* [Action item]
Nothing but the lines from the one containing "the red sign" through the last line of the data below should be returned, each exactly as it stands, pictures excluded.

Input records START

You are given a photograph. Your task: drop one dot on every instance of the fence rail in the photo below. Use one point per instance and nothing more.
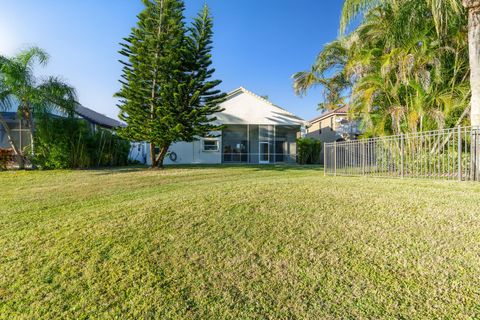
(450, 154)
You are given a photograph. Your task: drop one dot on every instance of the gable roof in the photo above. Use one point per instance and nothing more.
(245, 107)
(339, 111)
(97, 118)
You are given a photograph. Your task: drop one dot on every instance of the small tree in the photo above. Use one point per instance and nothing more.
(166, 93)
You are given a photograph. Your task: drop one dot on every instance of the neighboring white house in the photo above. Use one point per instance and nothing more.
(256, 131)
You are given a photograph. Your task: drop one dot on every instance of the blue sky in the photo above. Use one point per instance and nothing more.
(258, 44)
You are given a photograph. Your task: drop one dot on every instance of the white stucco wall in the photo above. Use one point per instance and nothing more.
(244, 107)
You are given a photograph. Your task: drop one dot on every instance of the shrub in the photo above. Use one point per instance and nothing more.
(62, 143)
(309, 151)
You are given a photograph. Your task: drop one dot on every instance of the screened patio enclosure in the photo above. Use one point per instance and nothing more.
(260, 144)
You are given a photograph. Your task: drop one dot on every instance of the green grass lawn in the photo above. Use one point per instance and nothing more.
(236, 243)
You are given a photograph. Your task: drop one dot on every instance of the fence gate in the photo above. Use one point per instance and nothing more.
(450, 154)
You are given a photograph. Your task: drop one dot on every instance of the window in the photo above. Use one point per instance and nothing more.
(211, 145)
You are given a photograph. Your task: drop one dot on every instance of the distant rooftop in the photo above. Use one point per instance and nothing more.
(342, 111)
(97, 118)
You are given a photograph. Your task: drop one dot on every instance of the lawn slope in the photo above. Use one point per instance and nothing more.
(236, 242)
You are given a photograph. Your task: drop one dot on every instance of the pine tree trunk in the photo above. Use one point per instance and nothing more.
(153, 157)
(473, 7)
(16, 150)
(161, 156)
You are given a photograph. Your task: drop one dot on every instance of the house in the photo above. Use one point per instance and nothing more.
(21, 133)
(256, 131)
(333, 126)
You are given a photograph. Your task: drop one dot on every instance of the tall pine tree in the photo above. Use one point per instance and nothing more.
(167, 95)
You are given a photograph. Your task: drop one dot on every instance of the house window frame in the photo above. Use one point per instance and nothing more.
(217, 145)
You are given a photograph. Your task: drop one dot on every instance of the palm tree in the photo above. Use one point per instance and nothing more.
(29, 95)
(442, 11)
(473, 7)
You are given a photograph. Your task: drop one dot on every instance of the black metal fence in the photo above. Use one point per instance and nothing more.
(451, 154)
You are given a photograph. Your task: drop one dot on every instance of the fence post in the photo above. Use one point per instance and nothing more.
(363, 157)
(402, 155)
(324, 148)
(459, 132)
(335, 158)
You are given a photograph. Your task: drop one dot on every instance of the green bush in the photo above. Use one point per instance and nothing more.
(62, 143)
(309, 151)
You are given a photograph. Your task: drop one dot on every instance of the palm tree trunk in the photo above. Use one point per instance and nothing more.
(161, 155)
(473, 7)
(153, 156)
(18, 153)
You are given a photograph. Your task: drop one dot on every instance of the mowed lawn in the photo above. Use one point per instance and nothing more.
(236, 243)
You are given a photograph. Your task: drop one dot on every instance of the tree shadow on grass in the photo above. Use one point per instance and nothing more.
(255, 167)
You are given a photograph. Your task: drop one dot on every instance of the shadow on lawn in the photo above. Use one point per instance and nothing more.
(255, 167)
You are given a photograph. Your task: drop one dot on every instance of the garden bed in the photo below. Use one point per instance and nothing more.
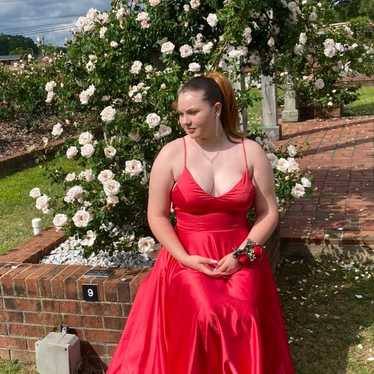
(38, 298)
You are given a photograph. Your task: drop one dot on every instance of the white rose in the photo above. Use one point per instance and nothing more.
(292, 150)
(272, 158)
(71, 152)
(60, 220)
(153, 120)
(85, 138)
(292, 165)
(112, 200)
(136, 67)
(42, 202)
(87, 150)
(121, 13)
(108, 114)
(167, 48)
(57, 129)
(70, 177)
(313, 17)
(50, 96)
(330, 52)
(247, 35)
(90, 66)
(212, 19)
(35, 193)
(195, 4)
(74, 193)
(134, 136)
(143, 18)
(111, 187)
(85, 95)
(298, 49)
(105, 175)
(298, 190)
(154, 2)
(162, 131)
(110, 151)
(102, 32)
(302, 38)
(133, 167)
(319, 84)
(49, 86)
(93, 58)
(194, 67)
(282, 165)
(207, 47)
(82, 218)
(306, 182)
(271, 42)
(185, 50)
(138, 98)
(146, 245)
(90, 238)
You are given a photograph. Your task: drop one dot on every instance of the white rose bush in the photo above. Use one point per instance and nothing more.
(142, 55)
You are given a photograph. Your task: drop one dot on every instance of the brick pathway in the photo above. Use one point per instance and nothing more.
(341, 159)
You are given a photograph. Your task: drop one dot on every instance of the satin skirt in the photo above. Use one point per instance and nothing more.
(185, 322)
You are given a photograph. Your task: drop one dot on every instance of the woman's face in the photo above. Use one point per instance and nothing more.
(196, 115)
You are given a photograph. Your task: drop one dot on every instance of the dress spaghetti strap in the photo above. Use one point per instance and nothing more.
(245, 155)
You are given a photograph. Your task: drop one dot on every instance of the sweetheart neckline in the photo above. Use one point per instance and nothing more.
(207, 193)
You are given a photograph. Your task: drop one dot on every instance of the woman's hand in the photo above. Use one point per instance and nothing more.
(227, 265)
(202, 264)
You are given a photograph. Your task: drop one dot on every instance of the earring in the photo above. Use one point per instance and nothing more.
(218, 123)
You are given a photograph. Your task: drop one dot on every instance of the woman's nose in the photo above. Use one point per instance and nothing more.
(184, 120)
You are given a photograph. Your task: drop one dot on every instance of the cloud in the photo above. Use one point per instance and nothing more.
(50, 19)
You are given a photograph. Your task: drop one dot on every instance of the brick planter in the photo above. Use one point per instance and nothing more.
(36, 299)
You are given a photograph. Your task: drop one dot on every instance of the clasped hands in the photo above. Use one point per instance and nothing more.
(226, 266)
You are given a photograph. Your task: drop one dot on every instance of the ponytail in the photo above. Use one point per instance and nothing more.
(230, 113)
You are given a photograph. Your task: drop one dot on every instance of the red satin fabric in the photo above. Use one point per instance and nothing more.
(185, 322)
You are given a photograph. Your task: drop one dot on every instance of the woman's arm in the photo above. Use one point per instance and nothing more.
(266, 208)
(160, 183)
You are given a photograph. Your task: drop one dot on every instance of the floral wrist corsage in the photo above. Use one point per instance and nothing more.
(248, 253)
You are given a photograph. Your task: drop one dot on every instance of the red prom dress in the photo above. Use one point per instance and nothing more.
(185, 322)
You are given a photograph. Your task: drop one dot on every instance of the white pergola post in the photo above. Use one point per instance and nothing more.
(269, 107)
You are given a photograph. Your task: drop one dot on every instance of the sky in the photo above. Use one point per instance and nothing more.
(51, 19)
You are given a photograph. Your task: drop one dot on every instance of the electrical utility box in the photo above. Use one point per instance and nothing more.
(58, 353)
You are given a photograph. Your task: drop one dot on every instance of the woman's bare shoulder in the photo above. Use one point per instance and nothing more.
(171, 149)
(253, 148)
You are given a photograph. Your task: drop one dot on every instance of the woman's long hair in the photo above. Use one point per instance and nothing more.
(217, 88)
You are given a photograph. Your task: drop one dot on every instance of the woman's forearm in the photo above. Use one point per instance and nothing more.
(263, 228)
(164, 232)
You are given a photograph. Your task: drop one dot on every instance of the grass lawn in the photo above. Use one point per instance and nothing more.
(364, 105)
(17, 208)
(328, 307)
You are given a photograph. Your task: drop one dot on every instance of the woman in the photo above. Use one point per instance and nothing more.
(209, 304)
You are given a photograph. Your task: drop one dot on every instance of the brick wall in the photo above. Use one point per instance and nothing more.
(36, 298)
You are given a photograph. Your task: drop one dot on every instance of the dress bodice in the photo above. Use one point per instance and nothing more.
(197, 209)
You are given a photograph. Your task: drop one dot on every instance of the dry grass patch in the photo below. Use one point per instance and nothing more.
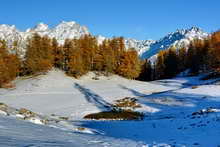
(116, 115)
(127, 103)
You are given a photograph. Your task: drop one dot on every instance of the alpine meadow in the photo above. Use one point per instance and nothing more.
(64, 84)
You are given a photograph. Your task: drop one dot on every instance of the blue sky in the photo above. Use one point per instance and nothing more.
(140, 19)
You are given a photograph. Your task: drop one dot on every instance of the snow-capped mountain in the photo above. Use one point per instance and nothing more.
(178, 39)
(70, 30)
(64, 30)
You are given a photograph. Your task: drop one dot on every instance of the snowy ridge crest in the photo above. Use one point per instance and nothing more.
(70, 30)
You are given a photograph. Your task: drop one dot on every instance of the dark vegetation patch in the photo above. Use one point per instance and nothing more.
(127, 102)
(116, 115)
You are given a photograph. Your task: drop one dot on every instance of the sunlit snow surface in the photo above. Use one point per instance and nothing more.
(167, 104)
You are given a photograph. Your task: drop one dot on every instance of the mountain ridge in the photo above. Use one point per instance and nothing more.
(69, 30)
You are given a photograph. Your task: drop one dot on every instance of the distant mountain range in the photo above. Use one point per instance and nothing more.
(70, 30)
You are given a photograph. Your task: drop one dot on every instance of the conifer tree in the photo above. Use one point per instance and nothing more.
(39, 56)
(129, 65)
(160, 66)
(146, 71)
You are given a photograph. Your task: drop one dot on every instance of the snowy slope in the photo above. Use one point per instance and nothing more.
(64, 30)
(16, 133)
(70, 30)
(180, 112)
(180, 38)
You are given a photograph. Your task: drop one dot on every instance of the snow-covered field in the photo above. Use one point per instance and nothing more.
(178, 112)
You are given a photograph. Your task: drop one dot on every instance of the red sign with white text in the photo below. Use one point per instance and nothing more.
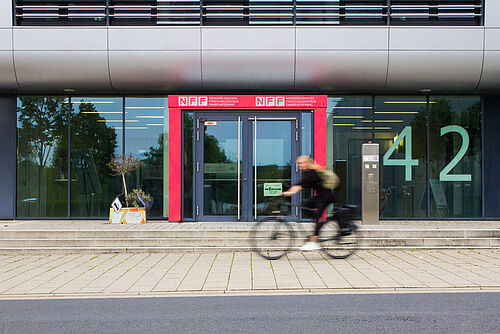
(247, 101)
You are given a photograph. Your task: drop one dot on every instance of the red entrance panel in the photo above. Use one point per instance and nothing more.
(178, 103)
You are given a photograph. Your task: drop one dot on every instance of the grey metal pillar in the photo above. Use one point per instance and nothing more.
(370, 184)
(8, 125)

Input records END

* [Solved problem]
You are given a photograph. Your task: drop one dot on every instance of the red sign with white text in the photo below. Use one point per instance and nothing more.
(247, 101)
You are given a photograph. Your task: drop one dot on every instance of the red entrance panel in the photo above. Use one point per instance and nothing more.
(178, 103)
You are given a photograph. Your task: drop one dot on every instance of the grey metal pillar in the photo above. Use one point per instance and nothing more.
(370, 184)
(8, 125)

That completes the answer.